Reading text →
☆ ☆ ☆ ☆

Health officials say nearly 1,300 people across the U.S. have experienced serious vaping-related illnesses since March 31. The new total released Thursday by the Centers for Disease Control and Prevention represents both confirmed and probable cases. It’s up by more than 200 since last week.
At this point, illnesses have occurred in every state except Alaska, as well as the U.S. Virgin Islands. There have been 26 deaths in 21 states, including one in Illinois.
“This is a critical issue, and even while we learn more, we need to take steps to prevent additional cases,” said Dr. Anne Schuchat, principal deputy director of the CDC. “We are not seeing a meaningful drop off in new cases, and unfortunately, many more people have been hospitalized with lung injury since we first advised the public about the national outbreak.”
As the number of illnesses continues to rise, the Illinois Department of Public Health is trying to illustrate the dangers of vaping through a new social media campaign. Across the state, more than 120 people have been hospitalized for severe breathing illnesses related to e-cigarette use, the agency reports.
Reported symptoms have included coughing, shortness of breath, diarrhea, fatigue and vomiting, which worsen over a period of days or weeks before hospital admission.
Children in particular don’t understand the severity of the illnesses, said IDPH Director Dr. Ngozi Ezike, who has spoken with youth across the state about vaping.
The agency’s campaign was inspired by those discussions, Ezike said. “They want the truth and want to know how dangerous it is,” she said. “They didn’t want things sugarcoated.”
The campaign includes a photo of an empty hospital bed with the words: “After a long day of vaping, don’t you want to climb into bed?”
Ezike says there’s “nothing disingenuous” about the image, which some Twitter users criticized as harsh. “Across the country over 1,200 people have fallen ill, and many have ended up in a hospital bed,” she said.
Ezike says some of the youth she spoke with didn’t know those hospitalizations included time spent in intensive care, or that some people required the use of breathing machines. “I didn’t want that to be missed – how serious this was,” she said.
Many Twitter users criticized the IDPH campaign for not differentiating between e-cigarette products containing nicotine and tetrahydrocannabinol – THC, the chemical that gives marijuana its high.

☆ ☆ ☆ ☆

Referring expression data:
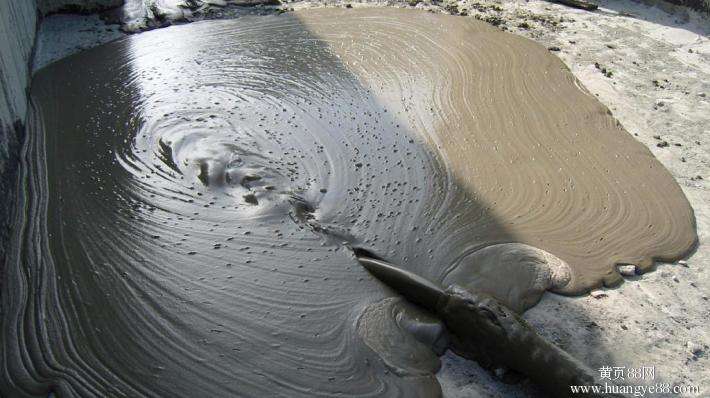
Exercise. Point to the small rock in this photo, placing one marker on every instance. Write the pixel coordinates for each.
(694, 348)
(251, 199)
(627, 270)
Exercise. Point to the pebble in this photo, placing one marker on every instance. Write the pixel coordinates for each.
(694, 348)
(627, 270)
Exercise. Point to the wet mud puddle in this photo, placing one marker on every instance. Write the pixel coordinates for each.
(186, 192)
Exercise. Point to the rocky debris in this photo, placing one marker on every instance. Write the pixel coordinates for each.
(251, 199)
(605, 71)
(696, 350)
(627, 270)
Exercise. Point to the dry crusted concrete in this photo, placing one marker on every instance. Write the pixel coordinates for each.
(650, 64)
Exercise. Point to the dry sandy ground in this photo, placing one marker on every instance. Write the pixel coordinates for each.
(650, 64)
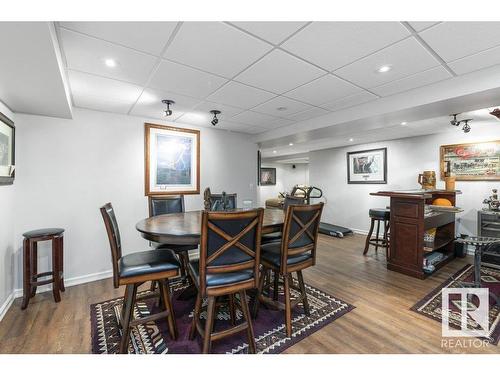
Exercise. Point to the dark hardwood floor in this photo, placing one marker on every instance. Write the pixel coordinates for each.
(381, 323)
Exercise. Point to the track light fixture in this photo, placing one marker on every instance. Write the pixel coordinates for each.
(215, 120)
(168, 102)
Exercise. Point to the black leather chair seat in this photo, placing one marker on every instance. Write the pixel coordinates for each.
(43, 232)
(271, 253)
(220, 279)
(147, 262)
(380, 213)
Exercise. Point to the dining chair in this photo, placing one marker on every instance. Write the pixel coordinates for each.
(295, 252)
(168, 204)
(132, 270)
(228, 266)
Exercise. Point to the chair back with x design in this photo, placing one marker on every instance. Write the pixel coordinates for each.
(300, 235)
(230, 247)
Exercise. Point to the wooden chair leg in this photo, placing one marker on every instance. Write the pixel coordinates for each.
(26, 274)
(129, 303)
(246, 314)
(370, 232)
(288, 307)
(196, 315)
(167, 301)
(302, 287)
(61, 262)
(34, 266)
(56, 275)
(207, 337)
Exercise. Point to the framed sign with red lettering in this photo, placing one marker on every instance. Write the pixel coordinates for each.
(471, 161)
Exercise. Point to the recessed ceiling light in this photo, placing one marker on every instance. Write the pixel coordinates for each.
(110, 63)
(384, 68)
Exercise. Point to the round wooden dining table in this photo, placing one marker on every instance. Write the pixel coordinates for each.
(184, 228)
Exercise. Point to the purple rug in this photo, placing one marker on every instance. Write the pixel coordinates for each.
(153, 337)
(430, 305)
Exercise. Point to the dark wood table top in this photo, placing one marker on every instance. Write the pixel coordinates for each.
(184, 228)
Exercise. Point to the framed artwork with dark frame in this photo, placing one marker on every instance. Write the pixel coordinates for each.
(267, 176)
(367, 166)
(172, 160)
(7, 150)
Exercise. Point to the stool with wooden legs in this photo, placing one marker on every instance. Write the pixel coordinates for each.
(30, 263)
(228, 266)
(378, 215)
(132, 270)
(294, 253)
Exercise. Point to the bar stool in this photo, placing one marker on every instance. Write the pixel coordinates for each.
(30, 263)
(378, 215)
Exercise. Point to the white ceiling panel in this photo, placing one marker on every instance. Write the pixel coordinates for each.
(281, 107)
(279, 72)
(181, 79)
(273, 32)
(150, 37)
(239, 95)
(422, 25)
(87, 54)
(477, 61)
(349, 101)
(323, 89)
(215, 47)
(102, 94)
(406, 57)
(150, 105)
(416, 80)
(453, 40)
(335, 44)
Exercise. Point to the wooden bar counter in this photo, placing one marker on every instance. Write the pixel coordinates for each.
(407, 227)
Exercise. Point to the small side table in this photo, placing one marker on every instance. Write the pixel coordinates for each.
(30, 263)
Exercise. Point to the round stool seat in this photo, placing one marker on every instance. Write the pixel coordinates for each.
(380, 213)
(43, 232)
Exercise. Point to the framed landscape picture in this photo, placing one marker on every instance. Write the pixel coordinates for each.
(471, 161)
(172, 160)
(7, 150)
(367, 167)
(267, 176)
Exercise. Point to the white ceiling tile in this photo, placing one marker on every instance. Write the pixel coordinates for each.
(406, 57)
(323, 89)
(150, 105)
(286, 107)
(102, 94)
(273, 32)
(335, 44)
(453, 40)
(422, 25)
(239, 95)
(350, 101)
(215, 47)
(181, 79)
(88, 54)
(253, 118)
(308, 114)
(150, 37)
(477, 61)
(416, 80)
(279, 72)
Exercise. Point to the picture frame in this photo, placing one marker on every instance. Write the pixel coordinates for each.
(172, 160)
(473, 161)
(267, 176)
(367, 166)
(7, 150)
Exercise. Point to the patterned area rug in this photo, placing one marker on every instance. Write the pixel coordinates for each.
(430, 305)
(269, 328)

☆ ☆ ☆ ☆

Work to complete → Return the part of the vaping illness article starting at "Ezike says there’s" and ending at "marijuana its high.", copied word for word.

Problem solution →
Ezike says there’s “nothing disingenuous” about the image, which some Twitter users criticized as harsh. “Across the country over 1,200 people have fallen ill, and many have ended up in a hospital bed,” she said.
Ezike says some of the youth she spoke with didn’t know those hospitalizations included time spent in intensive care, or that some people required the use of breathing machines. “I didn’t want that to be missed – how serious this was,” she said.
Many Twitter users criticized the IDPH campaign for not differentiating between e-cigarette products containing nicotine and tetrahydrocannabinol – THC, the chemical that gives marijuana its high.